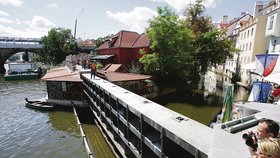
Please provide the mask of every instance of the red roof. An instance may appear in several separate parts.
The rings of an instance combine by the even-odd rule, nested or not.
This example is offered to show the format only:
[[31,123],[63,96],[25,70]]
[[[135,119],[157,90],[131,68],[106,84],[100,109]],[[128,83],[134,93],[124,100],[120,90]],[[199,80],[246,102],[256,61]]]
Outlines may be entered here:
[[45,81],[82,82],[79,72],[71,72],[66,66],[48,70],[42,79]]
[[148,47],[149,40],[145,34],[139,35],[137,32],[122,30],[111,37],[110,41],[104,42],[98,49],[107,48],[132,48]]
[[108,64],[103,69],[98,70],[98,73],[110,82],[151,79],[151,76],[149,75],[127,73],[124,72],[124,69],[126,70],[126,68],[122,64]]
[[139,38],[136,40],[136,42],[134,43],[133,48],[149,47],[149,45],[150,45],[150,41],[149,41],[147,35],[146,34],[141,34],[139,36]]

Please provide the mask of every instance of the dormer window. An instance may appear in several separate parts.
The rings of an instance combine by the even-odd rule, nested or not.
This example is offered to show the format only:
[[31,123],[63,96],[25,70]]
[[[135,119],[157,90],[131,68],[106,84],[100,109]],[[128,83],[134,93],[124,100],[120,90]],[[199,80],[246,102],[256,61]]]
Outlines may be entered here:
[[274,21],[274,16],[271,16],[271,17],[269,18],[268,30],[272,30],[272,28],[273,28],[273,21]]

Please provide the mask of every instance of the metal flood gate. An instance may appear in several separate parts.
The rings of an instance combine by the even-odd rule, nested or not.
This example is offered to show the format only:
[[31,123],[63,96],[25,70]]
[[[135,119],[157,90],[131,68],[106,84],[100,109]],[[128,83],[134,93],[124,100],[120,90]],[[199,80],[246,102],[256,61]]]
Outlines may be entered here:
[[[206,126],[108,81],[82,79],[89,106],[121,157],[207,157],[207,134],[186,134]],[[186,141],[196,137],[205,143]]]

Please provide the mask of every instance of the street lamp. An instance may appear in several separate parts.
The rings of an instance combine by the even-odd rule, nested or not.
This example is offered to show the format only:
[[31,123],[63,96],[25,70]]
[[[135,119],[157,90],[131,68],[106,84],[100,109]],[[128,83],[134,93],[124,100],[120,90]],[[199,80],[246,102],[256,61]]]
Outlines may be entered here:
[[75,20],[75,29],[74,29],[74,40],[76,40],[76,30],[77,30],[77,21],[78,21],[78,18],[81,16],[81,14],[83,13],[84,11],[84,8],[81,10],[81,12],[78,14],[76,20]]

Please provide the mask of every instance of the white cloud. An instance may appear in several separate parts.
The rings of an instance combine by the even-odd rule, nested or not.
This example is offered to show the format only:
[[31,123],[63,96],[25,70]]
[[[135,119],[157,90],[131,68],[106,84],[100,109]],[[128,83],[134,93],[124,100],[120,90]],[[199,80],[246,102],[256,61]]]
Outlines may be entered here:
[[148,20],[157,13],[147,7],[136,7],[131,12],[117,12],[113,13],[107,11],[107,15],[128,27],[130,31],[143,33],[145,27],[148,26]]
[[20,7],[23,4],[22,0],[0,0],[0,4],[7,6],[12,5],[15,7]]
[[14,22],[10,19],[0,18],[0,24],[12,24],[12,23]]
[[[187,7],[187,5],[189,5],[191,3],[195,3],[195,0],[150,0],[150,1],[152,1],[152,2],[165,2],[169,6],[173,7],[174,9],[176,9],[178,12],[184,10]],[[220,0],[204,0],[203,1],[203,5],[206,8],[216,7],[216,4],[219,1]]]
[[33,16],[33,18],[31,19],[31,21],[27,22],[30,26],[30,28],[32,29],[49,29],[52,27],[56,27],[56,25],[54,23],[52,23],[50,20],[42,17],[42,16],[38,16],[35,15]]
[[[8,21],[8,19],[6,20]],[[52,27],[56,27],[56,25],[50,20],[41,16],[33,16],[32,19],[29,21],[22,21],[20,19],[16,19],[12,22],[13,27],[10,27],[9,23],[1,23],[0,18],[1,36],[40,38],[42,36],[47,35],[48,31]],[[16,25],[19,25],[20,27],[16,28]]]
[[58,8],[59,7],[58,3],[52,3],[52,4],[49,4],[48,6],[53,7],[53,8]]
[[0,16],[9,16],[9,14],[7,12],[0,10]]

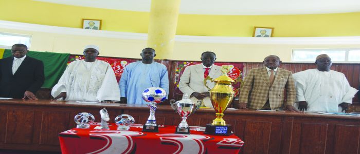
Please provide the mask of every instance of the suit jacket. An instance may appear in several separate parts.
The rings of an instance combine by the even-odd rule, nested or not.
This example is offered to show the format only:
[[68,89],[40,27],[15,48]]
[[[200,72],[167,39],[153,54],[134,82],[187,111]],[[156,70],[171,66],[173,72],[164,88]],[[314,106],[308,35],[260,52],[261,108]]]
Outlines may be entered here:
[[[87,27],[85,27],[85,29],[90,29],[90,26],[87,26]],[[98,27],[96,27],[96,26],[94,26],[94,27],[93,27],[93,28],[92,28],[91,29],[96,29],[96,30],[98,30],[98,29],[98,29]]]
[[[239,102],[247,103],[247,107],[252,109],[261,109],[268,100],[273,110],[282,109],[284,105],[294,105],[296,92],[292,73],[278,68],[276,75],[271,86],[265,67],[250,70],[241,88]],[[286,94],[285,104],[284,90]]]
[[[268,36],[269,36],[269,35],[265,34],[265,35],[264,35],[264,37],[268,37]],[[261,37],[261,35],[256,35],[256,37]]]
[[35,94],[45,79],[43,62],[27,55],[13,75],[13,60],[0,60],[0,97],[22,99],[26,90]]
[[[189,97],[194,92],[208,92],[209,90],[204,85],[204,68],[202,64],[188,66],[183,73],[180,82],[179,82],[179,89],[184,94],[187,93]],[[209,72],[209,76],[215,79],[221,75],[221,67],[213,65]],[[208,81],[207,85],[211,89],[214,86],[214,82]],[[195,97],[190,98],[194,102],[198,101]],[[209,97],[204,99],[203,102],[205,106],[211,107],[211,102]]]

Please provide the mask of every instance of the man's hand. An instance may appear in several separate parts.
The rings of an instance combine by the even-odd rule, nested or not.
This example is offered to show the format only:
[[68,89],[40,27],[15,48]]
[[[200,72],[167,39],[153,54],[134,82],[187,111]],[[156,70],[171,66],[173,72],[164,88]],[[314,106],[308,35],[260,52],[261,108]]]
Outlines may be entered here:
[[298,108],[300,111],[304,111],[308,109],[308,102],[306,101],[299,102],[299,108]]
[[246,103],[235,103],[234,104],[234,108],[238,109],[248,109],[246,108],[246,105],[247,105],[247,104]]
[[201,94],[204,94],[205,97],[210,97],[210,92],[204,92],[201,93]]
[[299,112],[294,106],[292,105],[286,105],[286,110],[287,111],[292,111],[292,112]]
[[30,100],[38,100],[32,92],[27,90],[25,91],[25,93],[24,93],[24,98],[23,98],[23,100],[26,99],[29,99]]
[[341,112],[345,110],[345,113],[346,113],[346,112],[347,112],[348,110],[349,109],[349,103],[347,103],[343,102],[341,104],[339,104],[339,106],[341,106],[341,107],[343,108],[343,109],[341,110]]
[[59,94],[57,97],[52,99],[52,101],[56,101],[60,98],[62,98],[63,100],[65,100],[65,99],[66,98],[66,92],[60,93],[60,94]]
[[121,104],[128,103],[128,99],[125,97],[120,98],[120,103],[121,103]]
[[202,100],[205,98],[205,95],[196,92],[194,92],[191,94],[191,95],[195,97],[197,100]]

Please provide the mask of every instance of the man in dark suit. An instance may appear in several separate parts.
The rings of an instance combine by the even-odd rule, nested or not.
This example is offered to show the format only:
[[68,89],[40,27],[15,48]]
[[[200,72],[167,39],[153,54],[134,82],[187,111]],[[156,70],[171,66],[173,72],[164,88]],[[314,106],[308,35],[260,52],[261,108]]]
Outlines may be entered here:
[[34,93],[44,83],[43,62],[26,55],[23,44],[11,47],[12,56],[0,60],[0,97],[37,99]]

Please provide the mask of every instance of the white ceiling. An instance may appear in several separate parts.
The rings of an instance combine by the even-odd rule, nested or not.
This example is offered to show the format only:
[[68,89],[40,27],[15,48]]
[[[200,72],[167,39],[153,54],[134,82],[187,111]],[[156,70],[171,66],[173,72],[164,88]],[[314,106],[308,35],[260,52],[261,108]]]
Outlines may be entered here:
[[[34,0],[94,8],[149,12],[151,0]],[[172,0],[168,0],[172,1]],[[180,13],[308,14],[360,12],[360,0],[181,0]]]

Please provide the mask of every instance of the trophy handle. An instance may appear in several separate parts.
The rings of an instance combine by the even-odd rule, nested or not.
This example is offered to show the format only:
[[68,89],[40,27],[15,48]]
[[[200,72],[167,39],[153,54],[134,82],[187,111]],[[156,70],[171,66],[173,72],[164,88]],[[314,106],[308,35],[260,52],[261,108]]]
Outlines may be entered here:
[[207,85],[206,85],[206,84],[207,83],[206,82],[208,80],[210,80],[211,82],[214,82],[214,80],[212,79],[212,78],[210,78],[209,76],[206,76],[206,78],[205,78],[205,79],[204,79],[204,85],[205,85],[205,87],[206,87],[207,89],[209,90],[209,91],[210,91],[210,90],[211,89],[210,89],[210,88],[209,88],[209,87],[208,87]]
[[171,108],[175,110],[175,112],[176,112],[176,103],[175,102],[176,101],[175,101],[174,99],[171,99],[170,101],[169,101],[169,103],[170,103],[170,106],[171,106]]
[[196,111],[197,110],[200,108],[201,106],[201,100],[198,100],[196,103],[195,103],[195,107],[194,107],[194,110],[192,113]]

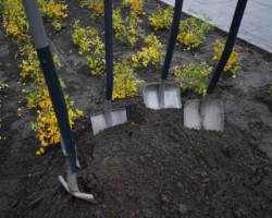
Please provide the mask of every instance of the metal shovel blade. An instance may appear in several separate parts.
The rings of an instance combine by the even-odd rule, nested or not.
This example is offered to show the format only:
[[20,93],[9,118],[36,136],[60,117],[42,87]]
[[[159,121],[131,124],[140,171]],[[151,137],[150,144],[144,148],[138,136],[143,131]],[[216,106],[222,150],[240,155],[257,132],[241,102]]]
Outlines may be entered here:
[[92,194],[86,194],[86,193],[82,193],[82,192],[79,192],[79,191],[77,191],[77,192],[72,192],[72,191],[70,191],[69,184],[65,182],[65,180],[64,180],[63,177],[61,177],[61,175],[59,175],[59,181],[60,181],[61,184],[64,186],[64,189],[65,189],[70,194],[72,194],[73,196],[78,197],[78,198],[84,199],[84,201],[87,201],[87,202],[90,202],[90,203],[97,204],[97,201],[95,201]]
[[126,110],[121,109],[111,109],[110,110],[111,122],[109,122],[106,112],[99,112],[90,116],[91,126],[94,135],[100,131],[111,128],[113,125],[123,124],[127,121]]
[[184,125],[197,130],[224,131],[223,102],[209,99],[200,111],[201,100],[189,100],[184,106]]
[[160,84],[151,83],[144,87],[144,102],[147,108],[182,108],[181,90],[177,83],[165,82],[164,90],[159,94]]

_ _ _ _ _ _ _

= Prompt =
Rewrite every line of the material from the line containing "Please provide the mask of every instance of the white cloud." through the line containing "[[0,16],[9,16],[9,14],[7,12],[0,10]]", scaling each coordinate in the answer outlines by 1.8 and rounding to a whole number, with halves rounded up. All other lines, including the format samples, stay unchanged.

= Solution to the exercise =
Please provide the mask of every instance of the white cloud. An instance may appear in several separate parts.
The rings of an instance combine by the even-odd rule, nested or not.
This example is offered to show the format only:
[[31,123],[63,96],[25,70]]
[[[135,119],[157,90],[131,68],[106,84],[100,109]],[[128,83],[134,93],[124,100],[120,90]],[[199,80],[246,102],[256,61]]]
Outlines may be entered here:
[[266,36],[283,23],[265,13],[245,13],[236,22],[211,22],[203,23],[193,20],[193,27],[230,49],[234,56],[257,59],[261,49],[266,47]]
[[36,13],[41,7],[40,0],[0,0],[0,7],[13,11],[22,9],[27,13]]
[[25,40],[18,34],[0,32],[0,43],[22,43],[22,41]]
[[[337,13],[337,9],[340,9],[344,5],[351,5],[351,0],[270,0],[270,2],[274,2],[274,4],[297,4],[304,11],[311,13],[313,16],[317,16],[320,22],[331,18]],[[396,0],[367,0],[365,2],[365,9],[371,14],[389,13],[389,7],[394,2]]]
[[59,29],[59,32],[56,34],[56,38],[49,40],[54,47],[54,50],[58,52],[88,52],[94,49],[101,49],[101,45],[97,41],[94,41],[90,36],[76,31],[76,29],[68,29],[63,27]]
[[[14,38],[14,34],[11,36]],[[94,49],[101,49],[101,45],[90,36],[74,29],[59,29],[58,34],[52,38],[40,38],[36,34],[29,34],[22,40],[23,49],[18,49],[16,41],[2,41],[0,32],[2,65],[72,68],[76,65],[85,63],[86,56]],[[29,45],[34,45],[36,49],[29,50]]]
[[104,14],[106,13],[104,5],[94,5],[94,7],[88,7],[86,11],[95,13],[95,14]]
[[0,29],[16,29],[16,25],[13,22],[0,18]]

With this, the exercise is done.